#### [Brief]
Can you transcribe every record below exactly as it appears?

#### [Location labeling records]

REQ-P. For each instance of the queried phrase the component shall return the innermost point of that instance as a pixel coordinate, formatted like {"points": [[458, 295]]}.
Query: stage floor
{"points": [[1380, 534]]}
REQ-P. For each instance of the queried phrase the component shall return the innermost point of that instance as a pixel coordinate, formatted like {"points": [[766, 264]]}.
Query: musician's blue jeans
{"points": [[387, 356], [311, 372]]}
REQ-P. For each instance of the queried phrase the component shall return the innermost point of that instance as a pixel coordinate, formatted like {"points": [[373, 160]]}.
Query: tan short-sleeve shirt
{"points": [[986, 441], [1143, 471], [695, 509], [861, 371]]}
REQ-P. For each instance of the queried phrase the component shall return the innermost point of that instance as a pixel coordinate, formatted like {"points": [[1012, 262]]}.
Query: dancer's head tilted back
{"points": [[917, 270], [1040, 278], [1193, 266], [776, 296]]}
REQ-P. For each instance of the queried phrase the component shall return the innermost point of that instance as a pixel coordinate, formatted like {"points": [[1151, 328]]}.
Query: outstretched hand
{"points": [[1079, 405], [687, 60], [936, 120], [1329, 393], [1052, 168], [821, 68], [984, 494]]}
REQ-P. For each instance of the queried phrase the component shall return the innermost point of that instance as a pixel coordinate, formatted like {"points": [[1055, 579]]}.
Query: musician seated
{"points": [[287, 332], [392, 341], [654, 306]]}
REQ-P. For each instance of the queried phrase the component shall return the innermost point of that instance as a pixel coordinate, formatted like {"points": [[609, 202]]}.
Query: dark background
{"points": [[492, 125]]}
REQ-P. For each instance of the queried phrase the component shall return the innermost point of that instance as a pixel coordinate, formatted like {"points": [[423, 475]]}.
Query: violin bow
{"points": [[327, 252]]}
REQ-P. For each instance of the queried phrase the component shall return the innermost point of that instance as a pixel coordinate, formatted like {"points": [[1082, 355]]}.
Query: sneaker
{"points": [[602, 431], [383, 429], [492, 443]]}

#### [Result for this exercise]
REQ-P. For each instance of the queried phrase the component shall return the innermost point of that instance as a pixel coordinate, formatted like {"points": [[458, 295]]}.
Query: stage floor
{"points": [[1380, 534]]}
REQ-P. For each instance of the queried phrase the component shall return the innermost point of that instance as a pixel coordinate, formatted like {"points": [[766, 264]]}.
Query: musician's blue jeans
{"points": [[387, 356], [311, 372]]}
REQ-P. For each instance of the queried phrase the component shall return the innermost point of that instance as a pixel coordinate, formatted like {"points": [[373, 160]]}.
Query: tan short-sleeve shirt
{"points": [[986, 441], [1143, 471], [695, 509], [861, 371]]}
REQ-P. For each instance of the queried phrase the component shall return the innermost point of that instance as a pixel coordinate, formatted like {"points": [[1012, 262]]}.
Query: dancer's head tilted back
{"points": [[917, 270], [1040, 278], [1193, 266], [776, 296]]}
REQ-P. For each instance of the queried phrase the component shall return the innermost point of that instance as a pixel coordinate, formatted like {"points": [[1151, 328]]}.
Query: outstretched hand
{"points": [[1079, 405], [687, 60], [936, 120], [1329, 393], [1052, 168], [821, 68], [984, 494]]}
REQ-P. For each instance of the queried phrase the component shall return the innermost point of that instance as a pixel coordinate, formatted like {"points": [[1055, 579]]}.
Query: musician seated
{"points": [[287, 332], [392, 341], [654, 306]]}
REQ-P. For each instance of the queried phrase the component shall return the innermost point of that instance as a pixel coordinate, formatted like {"points": [[609, 202]]}.
Query: dark background
{"points": [[492, 125]]}
REQ-P. For each instance of the queried phrase the component shall return the innermost point of that instance as a pixel coordinate, formatted like {"points": [[423, 475]]}.
Query: violin bow
{"points": [[327, 252]]}
REQ-P. For each instance of the queried phrase the component shall return the innermost point of that instance as a pixel coordinate, formatted like {"points": [[1082, 355]]}.
Query: sneaker
{"points": [[602, 431], [383, 429], [492, 443]]}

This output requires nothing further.